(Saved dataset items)

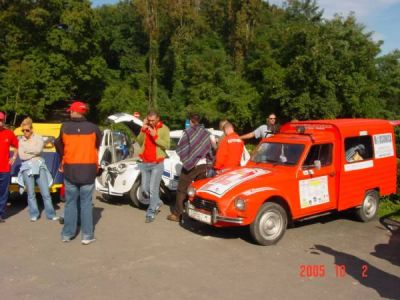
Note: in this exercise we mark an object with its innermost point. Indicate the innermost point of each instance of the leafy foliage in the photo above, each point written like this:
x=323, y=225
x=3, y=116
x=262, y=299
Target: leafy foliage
x=224, y=59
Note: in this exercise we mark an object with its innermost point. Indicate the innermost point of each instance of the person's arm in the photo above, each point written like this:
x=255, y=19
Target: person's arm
x=37, y=146
x=98, y=137
x=183, y=149
x=162, y=138
x=14, y=144
x=58, y=143
x=247, y=136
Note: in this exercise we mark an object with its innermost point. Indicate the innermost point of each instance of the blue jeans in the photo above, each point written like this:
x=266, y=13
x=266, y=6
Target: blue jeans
x=151, y=178
x=74, y=194
x=4, y=183
x=41, y=180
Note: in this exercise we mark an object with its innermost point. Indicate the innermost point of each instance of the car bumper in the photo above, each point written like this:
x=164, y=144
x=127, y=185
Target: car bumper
x=107, y=189
x=210, y=218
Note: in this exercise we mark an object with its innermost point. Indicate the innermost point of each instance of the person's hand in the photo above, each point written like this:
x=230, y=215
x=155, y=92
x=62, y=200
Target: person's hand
x=145, y=124
x=152, y=131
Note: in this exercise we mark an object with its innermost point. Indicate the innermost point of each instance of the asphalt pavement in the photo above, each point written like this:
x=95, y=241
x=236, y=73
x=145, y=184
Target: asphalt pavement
x=331, y=257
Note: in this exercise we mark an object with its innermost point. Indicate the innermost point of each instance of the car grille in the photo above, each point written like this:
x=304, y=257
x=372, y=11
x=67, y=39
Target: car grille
x=204, y=204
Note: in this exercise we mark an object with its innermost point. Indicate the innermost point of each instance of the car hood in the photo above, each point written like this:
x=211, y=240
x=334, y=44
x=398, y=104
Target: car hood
x=236, y=179
x=133, y=123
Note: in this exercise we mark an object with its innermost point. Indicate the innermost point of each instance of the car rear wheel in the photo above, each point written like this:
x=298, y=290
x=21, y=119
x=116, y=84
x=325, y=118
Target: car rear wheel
x=369, y=208
x=136, y=197
x=270, y=224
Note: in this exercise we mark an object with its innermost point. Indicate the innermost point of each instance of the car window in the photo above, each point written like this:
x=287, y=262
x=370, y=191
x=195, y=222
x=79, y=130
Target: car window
x=278, y=153
x=358, y=148
x=322, y=152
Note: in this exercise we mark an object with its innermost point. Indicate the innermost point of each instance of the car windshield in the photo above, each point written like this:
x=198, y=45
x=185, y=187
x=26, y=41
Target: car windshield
x=48, y=141
x=278, y=153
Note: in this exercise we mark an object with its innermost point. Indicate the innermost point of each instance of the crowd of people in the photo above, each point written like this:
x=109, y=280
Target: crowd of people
x=78, y=144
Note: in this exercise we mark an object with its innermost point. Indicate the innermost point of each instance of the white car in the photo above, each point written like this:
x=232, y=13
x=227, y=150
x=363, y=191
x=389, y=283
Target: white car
x=123, y=178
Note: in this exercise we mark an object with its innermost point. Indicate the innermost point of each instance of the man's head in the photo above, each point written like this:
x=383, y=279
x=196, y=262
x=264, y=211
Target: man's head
x=78, y=109
x=195, y=119
x=152, y=118
x=222, y=123
x=228, y=128
x=2, y=119
x=271, y=120
x=26, y=127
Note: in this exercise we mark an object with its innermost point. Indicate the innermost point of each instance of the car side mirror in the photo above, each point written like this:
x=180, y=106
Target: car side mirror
x=317, y=164
x=104, y=164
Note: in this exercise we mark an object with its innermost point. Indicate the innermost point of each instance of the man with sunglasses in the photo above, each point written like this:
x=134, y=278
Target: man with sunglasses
x=264, y=130
x=7, y=139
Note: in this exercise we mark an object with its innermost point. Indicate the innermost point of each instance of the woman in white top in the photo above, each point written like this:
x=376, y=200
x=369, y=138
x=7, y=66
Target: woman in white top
x=33, y=169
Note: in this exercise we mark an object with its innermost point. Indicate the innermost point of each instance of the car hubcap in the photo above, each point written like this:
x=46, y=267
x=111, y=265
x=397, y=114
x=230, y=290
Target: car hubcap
x=271, y=224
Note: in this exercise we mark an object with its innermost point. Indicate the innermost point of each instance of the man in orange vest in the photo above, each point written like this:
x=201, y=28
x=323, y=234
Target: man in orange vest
x=78, y=144
x=230, y=149
x=7, y=139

--- OBJECTIVE ---
Can you rewrite all of the lines above as a numbered list, skipping any blank lines and leaving the pictures out?

--- WORKED SOLUTION ---
1. Note: in this exercise we mark an object with its innermost point. Indicate the innermost point of each instance of the leafy foliage in the photo above, each point written like this:
2. x=323, y=225
3. x=3, y=116
4. x=262, y=299
5. Target: leafy foliage
6. x=224, y=59
7. Note: in this exercise we mark an object with its innermost point. Indicate the innermost point of each instance of the person's arm in the photo above, each point written like this:
8. x=255, y=19
9. Target: person's arm
10. x=37, y=146
11. x=98, y=137
12. x=183, y=149
13. x=162, y=138
14. x=14, y=144
15. x=58, y=143
16. x=247, y=136
17. Note: in this exercise we mark an object with its innermost point. Indicate the innermost point of each instance of the blue jeans in the photo above, each point written like this:
18. x=266, y=13
19. x=266, y=6
20. Target: blue jeans
21. x=151, y=178
22. x=74, y=194
23. x=4, y=183
24. x=41, y=180
25. Note: in this exercise we mark an object with its innermost point. Indicate the innermost point of each instance of the car bumper in the photo above, each point written like this:
26. x=164, y=144
27. x=127, y=185
28. Target: car bumper
29. x=107, y=189
30. x=210, y=218
31. Note: in this exercise we mark an object with its innermost point. Indicate the innermost point of each instance of the person's hand in the photo above, each point written like this:
32. x=230, y=215
33. x=155, y=92
34. x=62, y=200
35. Target: person's hand
36. x=145, y=124
37. x=152, y=131
38. Note: in this exercise we mark an object with its innermost point. Indicate the innermost point of each instance of the asphalt pavement in the photo above, each point written like this:
39. x=95, y=241
40. x=236, y=73
41. x=145, y=184
42. Target: asphalt pavement
43. x=331, y=257
44. Note: in this exercise we mark an object with its innermost point. Indicate the innermost point of each instance of the car grille in the photo above, each point written like this:
45. x=304, y=257
46. x=372, y=11
47. x=67, y=39
48. Target: car grille
49. x=204, y=204
50. Note: in this exercise we mark an object with its innermost point. Indicate the innermost point of each instance of the car hood in the photo above, each point written like this:
51. x=211, y=240
52. x=334, y=44
53. x=398, y=104
54. Target: car hood
55. x=236, y=179
56. x=133, y=123
57. Note: in this exercise we mark an object with its innermost point. Indicate the innermost point of each instance of the car rear wheel in the photo above, each point written like this:
58. x=298, y=290
59. x=21, y=119
60. x=116, y=84
61. x=325, y=118
62. Target: car rear wheel
63. x=369, y=208
64. x=136, y=197
65. x=270, y=224
66. Note: in this exercise we mark an object with its innermost point. Indicate the innermost point of each instance of the car window in the photo above, each point written like this:
67. x=287, y=262
68. x=370, y=191
69. x=195, y=222
70. x=79, y=130
71. Target: car window
72. x=278, y=153
73. x=358, y=148
74. x=322, y=152
75. Note: in this exercise we mark an object with its innermost point. Indicate the innermost point of each instance of the car windshield in the photo above, each point written like this:
76. x=198, y=45
77. x=185, y=187
78. x=26, y=41
79. Target: car windshield
80. x=48, y=141
81. x=278, y=153
82. Note: in this exercise we mark an object with its innermost point. Indicate the innermost point of each instance of the crowd of people in the photo above, each point written like this:
83. x=109, y=280
84. Target: crowd of people
85. x=78, y=144
86. Note: in this exercise we mark an object with its innermost point. Indicate the innermost point of each instance of the white car in the photo above, each point written like this:
87. x=232, y=13
88. x=227, y=150
89. x=363, y=191
90. x=389, y=283
91. Target: white car
92. x=123, y=178
93. Note: in this exercise we mark an object with its innermost point. Indicate the innermost point of each instance of the man's head in the photo above, each point written like this:
94. x=383, y=279
95. x=196, y=262
96. x=264, y=211
97. Target: man's head
98. x=78, y=109
99. x=195, y=119
100. x=152, y=118
101. x=222, y=123
102. x=228, y=128
103. x=2, y=119
104. x=271, y=120
105. x=26, y=127
106. Note: in this exercise we mark an object with its innermost point. Indicate the innermost point of each instance of the car side mirror in the photo above, each point written like this:
107. x=180, y=106
108. Target: car side mirror
109. x=317, y=164
110. x=104, y=164
111. Note: in this exercise we mark an object with its innermost point. Indicate the innermost point of each instance of the man with sunglasses in the photo above, each point written like this:
112. x=134, y=278
113. Target: man with sunglasses
114. x=264, y=130
115. x=7, y=139
116. Note: in this exercise we mark an object with its innermost point. Indicate the innermost point of each instance of the woman in white top in the photo above, each point written like this:
117. x=376, y=200
118. x=369, y=138
119. x=7, y=66
120. Target: woman in white top
121. x=33, y=169
122. Note: in this exercise we mark an object with its innermost point. Indicate the innermost point of each instance of the car hubcap in the photo above, each point written like this:
123. x=46, y=267
124. x=111, y=265
125. x=397, y=114
126. x=230, y=290
127. Target: car hubcap
128. x=271, y=224
129. Note: in this exercise we mark an object with its innermost point. Indicate the innermost point of each instance of the man in orange vest in the photo above, each point written like this:
130. x=201, y=28
131. x=323, y=234
132. Target: man in orange vest
133. x=78, y=144
134. x=230, y=149
135. x=7, y=139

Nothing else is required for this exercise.